====== Source extract ======

In [8]:
##Import some modules used for this notebook.
import os, sys, shutil
import numpy as np
import itertools as it
import copy as cp
import pickle

In [28]:
##Print a dir_list which is a list of ectracted parameters.
##The parameters are made by ./parameter/MakePickleOfParam.ipynb.
dir_list = np.loadtxt("param_list.txt", dtype = "str")
for i in range(len(dir_list)):
    print("{}. {}".format(i, dir_list[i]))

##Input index-number of param_list.txt in dir_num to select it.
##Load the parameters of host-halo and sub-halo.
dir_num = int(input("\nSelect index>> "))
with open("parameters/" + dir_list[dir_num], mode = "rb") as f:
    param = pickle.load(f)
with open("parameters/host_" + dir_list[dir_num], mode = "rb") as f:
    host_param = pickle.load(f)

##The list of used parameters and host-halo.
param_list = list(param.keys())
mainbranch_list = list(param[param_list[0]].keys())
print(param_list)
print(mainbranch_list)

======

## Objective
In the notebook code above, which file is dir_list loaded from?

====== Dataset ======

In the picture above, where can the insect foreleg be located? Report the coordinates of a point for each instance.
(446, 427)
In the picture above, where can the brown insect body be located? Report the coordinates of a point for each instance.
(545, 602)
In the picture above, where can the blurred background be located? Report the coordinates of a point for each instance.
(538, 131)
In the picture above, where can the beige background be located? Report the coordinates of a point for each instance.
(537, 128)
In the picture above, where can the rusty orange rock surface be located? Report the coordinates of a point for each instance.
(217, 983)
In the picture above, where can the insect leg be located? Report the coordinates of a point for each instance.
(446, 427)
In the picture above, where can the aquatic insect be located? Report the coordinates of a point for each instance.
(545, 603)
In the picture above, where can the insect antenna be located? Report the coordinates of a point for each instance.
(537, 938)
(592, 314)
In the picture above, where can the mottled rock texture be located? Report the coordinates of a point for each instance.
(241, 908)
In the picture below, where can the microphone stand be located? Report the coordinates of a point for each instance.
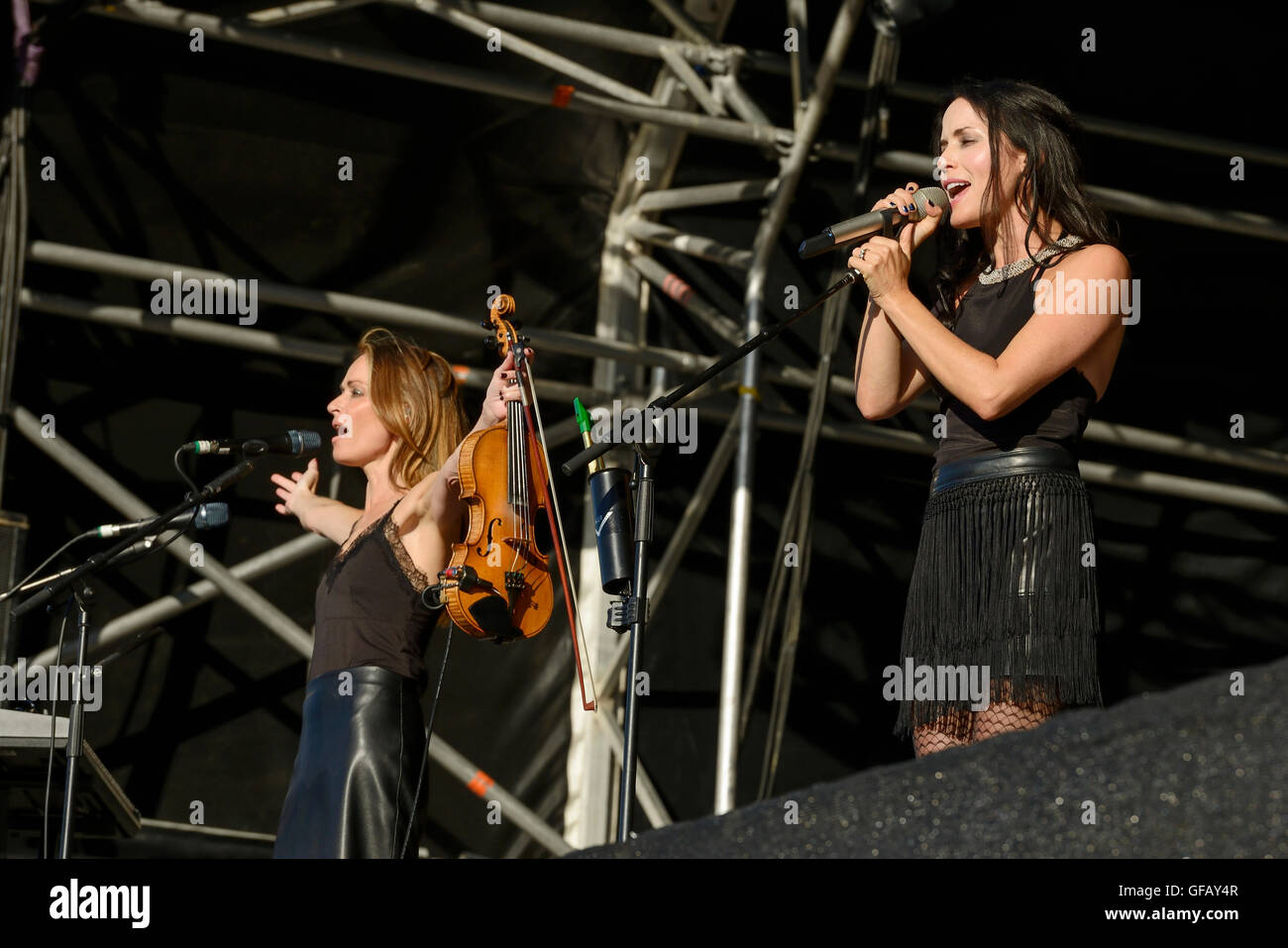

======

## Output of the exercise
param_list.txt